◆ Your instructions
All of the data should be copied exactly, with the pictures left out.

[Stored data entries]
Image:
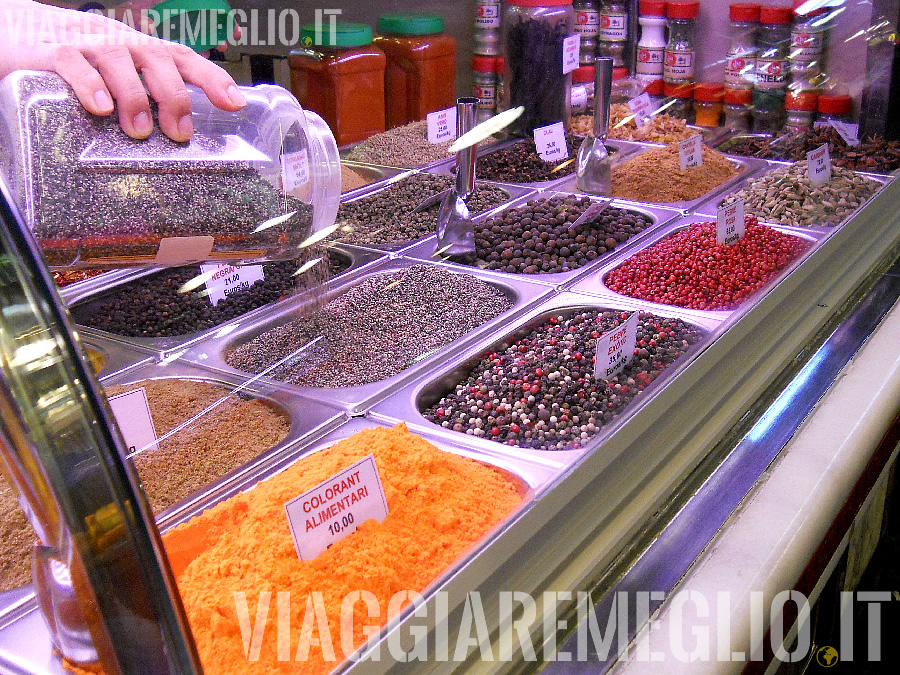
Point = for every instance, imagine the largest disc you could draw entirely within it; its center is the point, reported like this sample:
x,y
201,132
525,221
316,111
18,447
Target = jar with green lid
x,y
340,74
421,66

◆ Solution to the problem
Image:
Point = for every instance, imagine the largest disc you could draw entirely within it; its center is the point, reported like this sample:
x,y
201,132
525,221
316,111
18,447
Target = jar with green lid
x,y
340,74
421,66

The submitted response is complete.